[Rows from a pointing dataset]
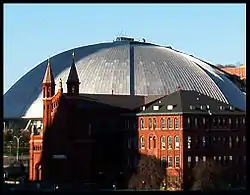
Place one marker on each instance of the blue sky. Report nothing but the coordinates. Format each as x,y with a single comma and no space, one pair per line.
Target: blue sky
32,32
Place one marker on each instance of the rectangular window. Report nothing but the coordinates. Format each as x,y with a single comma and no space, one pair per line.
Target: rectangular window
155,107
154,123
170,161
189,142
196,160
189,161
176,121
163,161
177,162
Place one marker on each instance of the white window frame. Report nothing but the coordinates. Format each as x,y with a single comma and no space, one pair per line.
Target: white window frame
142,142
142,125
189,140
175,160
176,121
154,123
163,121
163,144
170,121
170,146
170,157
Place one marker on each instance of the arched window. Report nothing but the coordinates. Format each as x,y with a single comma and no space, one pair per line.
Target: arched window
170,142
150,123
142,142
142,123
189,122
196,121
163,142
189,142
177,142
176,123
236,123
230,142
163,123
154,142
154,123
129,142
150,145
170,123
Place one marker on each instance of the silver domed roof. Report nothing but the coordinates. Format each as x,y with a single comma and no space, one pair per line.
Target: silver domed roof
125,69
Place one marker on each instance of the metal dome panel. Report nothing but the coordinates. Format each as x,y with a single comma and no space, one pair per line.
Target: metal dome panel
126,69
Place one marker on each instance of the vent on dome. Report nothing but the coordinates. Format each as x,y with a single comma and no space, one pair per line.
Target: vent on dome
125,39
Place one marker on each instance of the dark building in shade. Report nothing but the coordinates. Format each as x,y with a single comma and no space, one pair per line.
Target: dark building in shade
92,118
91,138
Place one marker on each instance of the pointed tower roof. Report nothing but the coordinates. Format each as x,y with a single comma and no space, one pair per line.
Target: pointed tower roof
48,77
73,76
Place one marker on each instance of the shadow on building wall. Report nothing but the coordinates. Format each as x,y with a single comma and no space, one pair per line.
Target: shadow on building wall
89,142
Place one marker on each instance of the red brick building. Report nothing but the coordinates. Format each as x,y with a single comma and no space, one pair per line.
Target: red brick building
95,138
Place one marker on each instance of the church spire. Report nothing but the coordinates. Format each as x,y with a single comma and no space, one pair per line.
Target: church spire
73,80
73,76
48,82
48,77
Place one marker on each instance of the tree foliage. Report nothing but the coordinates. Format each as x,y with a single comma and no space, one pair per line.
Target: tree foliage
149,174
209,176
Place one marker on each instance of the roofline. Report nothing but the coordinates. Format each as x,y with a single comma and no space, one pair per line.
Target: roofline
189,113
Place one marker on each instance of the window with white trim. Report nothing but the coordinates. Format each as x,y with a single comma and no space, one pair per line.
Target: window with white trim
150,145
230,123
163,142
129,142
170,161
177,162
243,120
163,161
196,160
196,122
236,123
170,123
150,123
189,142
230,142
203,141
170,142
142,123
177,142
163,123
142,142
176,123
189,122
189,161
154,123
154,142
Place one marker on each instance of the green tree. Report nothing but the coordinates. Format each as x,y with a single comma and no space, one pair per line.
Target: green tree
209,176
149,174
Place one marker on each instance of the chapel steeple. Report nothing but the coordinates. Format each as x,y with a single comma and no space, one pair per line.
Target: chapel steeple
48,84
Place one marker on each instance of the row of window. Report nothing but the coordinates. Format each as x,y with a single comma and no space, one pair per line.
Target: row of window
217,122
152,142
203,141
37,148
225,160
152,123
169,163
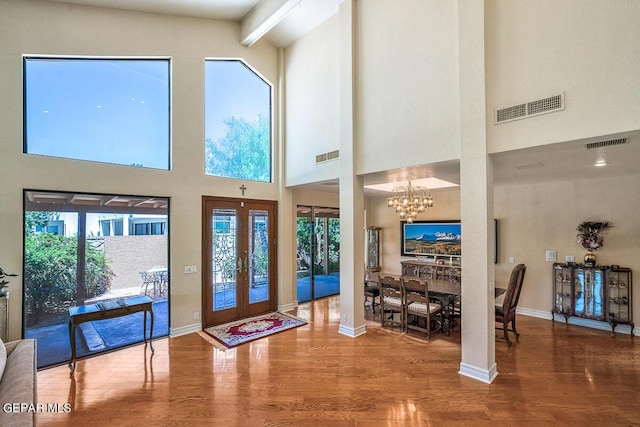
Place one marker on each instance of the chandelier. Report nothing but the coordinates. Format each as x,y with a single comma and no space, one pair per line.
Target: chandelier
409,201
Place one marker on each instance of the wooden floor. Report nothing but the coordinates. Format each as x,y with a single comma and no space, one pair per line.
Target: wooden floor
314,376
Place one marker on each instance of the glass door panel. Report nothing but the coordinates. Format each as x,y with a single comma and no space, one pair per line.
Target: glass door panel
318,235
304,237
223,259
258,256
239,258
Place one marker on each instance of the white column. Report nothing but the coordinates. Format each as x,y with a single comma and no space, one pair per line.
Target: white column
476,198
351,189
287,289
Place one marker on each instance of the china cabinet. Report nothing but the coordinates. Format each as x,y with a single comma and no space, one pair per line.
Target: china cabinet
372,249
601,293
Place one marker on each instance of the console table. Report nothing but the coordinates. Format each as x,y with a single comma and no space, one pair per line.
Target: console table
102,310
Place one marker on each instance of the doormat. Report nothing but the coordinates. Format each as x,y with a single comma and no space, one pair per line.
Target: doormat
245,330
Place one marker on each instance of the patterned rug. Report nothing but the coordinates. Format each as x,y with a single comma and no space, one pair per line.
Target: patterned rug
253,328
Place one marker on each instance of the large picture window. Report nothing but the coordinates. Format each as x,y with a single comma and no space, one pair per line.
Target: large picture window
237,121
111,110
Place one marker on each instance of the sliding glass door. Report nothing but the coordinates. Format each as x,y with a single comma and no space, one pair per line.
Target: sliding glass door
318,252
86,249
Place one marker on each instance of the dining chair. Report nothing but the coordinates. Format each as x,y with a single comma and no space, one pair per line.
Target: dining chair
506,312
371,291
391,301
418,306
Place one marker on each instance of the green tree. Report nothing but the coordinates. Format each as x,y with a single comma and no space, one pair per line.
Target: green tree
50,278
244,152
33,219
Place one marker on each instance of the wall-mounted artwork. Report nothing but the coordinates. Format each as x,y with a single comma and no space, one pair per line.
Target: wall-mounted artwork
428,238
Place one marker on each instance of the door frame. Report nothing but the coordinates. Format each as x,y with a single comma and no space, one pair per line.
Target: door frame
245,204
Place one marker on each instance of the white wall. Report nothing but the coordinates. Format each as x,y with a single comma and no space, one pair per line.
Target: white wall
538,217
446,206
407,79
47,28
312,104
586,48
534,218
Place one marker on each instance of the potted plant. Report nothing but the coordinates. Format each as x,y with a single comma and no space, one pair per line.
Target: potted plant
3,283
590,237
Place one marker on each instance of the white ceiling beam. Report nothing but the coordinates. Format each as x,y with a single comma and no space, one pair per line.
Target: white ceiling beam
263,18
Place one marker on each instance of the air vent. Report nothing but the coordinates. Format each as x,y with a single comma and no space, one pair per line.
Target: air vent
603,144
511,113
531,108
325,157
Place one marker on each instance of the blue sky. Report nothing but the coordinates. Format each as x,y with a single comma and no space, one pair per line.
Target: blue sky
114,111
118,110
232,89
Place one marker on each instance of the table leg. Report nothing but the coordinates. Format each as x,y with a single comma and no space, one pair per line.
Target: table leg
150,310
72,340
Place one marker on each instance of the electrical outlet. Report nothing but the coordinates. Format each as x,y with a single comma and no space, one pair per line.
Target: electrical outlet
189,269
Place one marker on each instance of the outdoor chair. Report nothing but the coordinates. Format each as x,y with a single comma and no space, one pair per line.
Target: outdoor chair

- TASK BRIEF
Copy out all the entries exactly. Images stay out of the copy.

- IN RESPONSE
Place one marker on each instance of the blue sky. Report nothing but the coordinates. Format each as x,y with a single comma and no space, one pair per line.
Target: blue sky
32,32
Place one marker on each instance of the rectangular window. Report nothing but the coordinates. Format each as x,y with a single comma and no space, one pair per line.
Target: rectangular window
155,107
154,123
170,161
189,142
196,160
189,161
176,121
163,161
177,162
Place one marker on each instance of the white window frame. Report nothing but the coordinates. Format each as x,y with a single comma and no space, one pair per line.
Target: white window frame
142,142
142,125
189,140
175,160
176,121
154,123
163,121
163,144
170,121
170,146
170,157
Place one marker on each instance of the arched window. Report nothing but the coordinates. Format each as x,y with a single comma and no space, one pair per line.
Target: arched window
170,142
150,123
142,142
142,123
189,122
196,121
163,142
189,142
177,142
176,123
236,123
230,142
163,123
154,142
154,123
129,142
150,145
170,123
Place one marker on each instance of the silver domed roof. Report nothing but the coordinates. Format each as x,y with a single comma and no space, one pair per line.
Target: silver domed roof
125,69
Place one marker on each instance of the metal dome panel. Report nothing but the coordinates. Format each as x,y with a single comma and no space, one pair per line.
Target: metal dome panel
126,69
Place one marker on each instance of the vent on dome. Report nothing but the coordinates. Format each as x,y with a single comma and no space, one pair per line.
Target: vent on dome
125,39
Place one marker on each instance of the dark building in shade. Report nothing but the coordinates. Format each as x,y with a single comma and no space, one pair per line.
Target: dark building in shade
92,118
91,138
Place one marker on each instance of the pointed tower roof. Report nothing but the coordinates. Format each as x,y with a single comma and no space, one pair per line.
Target: pointed tower roof
48,77
73,76
Place one marker on each instance of the shadow on building wall. Report nothing but the coordinates. Format each as x,y with a single comma and no space, one pair per line.
Target: shadow on building wall
89,142
Place one marker on each instance of the red brick building. Report nothing but the coordinates. Format each as x,y with a single comma and no space, one pair per line.
Target: red brick building
95,138
Place one marker on each instance of the church spire. Report nothing but the coordinates. Format each as x,y with a single comma and no space, one pair per line.
Target: church spire
73,80
73,76
48,82
48,77
Place one marker on each instance of the tree foliage. Report nothing but the coordinates. Format each as x,y with a single comma and no space, one pair per line.
Target: tree foliage
149,174
209,176
Place one marker on each instance of the roofline. Report nothing but the coordinates. Format each as x,y with a single comma and no space, one pair per line.
Target: roofline
189,113
Place one marker on each instance of the window with white trim. Report nothing but the coordinates. Format each as x,y with a single comma and no space, one pair per line.
Target: window with white trim
150,145
230,123
163,142
129,142
170,161
177,162
243,120
163,161
196,160
196,122
236,123
170,123
150,123
189,142
230,142
203,141
170,142
142,123
177,142
163,123
142,142
176,123
189,122
189,161
154,123
154,142
Place one marker on each instance of the green tree. Report nothing but the coordinates. Format each as x,y with a single comma and no space, one pair per line.
Target: green tree
209,176
149,174
Place one marker on each instance of the chapel steeple. Report nothing but the coordinates. Format each as x,y with a single comma and no space, one pair per line.
Target: chapel steeple
48,84
Place one marker on each instance of the row of window. Report nothing but the coordinates. Format each as x,y with a single comma and no space, one pair per line.
Target: row of window
217,122
152,142
203,141
37,148
225,160
152,123
169,163
Place one marker on each instance of the chandelier. Report nothing but the coordinates. Format each as x,y with a single comma and no space, one pair per line.
Target: chandelier
409,201
Place one marker on each instance of the wooden floor. Report nothing but the coordinates. Format each as x,y with a single comma and no space, one pair per line.
Target: wooden floor
314,376
Place one marker on each instance of the glass door panel. Report nothing but the coordinates. Format each as x,y with a single comma and no space, one pair per line.
Target: glass door panel
318,235
304,237
223,259
258,256
239,258
Place one marker on each instance of the white column. Report nothing but the coordinates. Format each as x,y with a single comma and no space, one pair per line.
Target: white column
476,198
351,189
287,289
Place one marker on each instance of the china cabinet. Report nothing but the coordinates. Format each as x,y with a single comma and no space, one pair per line.
Target: china cabinet
372,249
601,293
Place one marker on each instance of the console table. Report nothing but the coordinates. Format each as x,y with a single comma and no space, one pair per line.
Target: console table
102,310
Place one marker on each instance of the doormat. Report nothing but the coordinates. Format each as x,y with a single comma and no space, one pair per line.
Target: doormat
245,330
Place one marker on each instance of the patterned rug. Report nothing but the coordinates. Format each as x,y with a single comma and no space, one pair per line.
Target: patterned rug
253,328
Place one marker on each instance of the large picture window. Report nothing but the coordinates. Format each as x,y with a single comma and no space, one pair per line.
Target: large picture window
237,121
111,110
Place one marker on each instance of the sliding glass door. Report nothing but the coordinates. Format each as x,y with a single comma and no space, one pair per line.
Target: sliding glass door
318,252
86,249
Place one marker on each instance of the dining chair. Report nothing but the coordinates. Format each as x,y with a single comma and no space, one pair per line.
Target: dining chair
506,312
371,291
391,301
418,306
Place one marker on each instance of the green tree. Report nothing but the coordinates. Format each as x,y with a single comma and no space, one pair per line.
Target: green tree
50,278
244,152
33,219
Place one marker on each instance of the wall-mounted artwork. Report nothing but the coordinates. Format each as x,y with a single comma and no space, one pair per line.
Target: wall-mounted artwork
428,238
Place one marker on each instance of the door frame. Report nothing but the coordinates. Format each as x,y with a single comma and no space, one pair per line.
Target: door frame
245,204
Place one marker on each instance of the white wall. Report nothing but the coordinates. Format each as x,y with a single comma and no space, one pair per line.
Target: white wall
538,217
446,206
407,79
47,28
312,104
586,48
534,218
Place one marker on each instance of the potted plant. Report nothing but the coordinates. Format each as x,y with a single comma and no space, one pair per line.
Target: potted plant
3,283
590,237
Place one marker on each instance of the white ceiling beam. Report nothing but the coordinates. Format each as x,y with a single comma and no space, one pair per line.
Target: white ceiling beam
263,18
Place one marker on each instance of the air vent. Report nothing but the coordinates. Format each as x,y with a single comma and no space, one pair per line.
Target: air vent
603,144
511,113
531,108
325,157
Place one marker on each instance of the blue sky. Report nothing but the coordinates. Format each as x,y with a single comma and no space, one pair per line.
Target: blue sky
114,111
118,110
232,89
Place one marker on each instance of the table leg. Report nothing but the coordinates. Format each as x,y with a single comma and no space, one pair per line.
Target: table leg
150,310
72,340
Place one marker on each instance of the electrical outlet. Report nothing but the coordinates. Format each as x,y with a single comma and no space, one pair per line.
Target: electrical outlet
189,269
Place one marker on each instance of the outdoor chair. Report nothing but the coordinates. Format each as x,y with a single comma and no space, one pair per line.
Target: outdoor chair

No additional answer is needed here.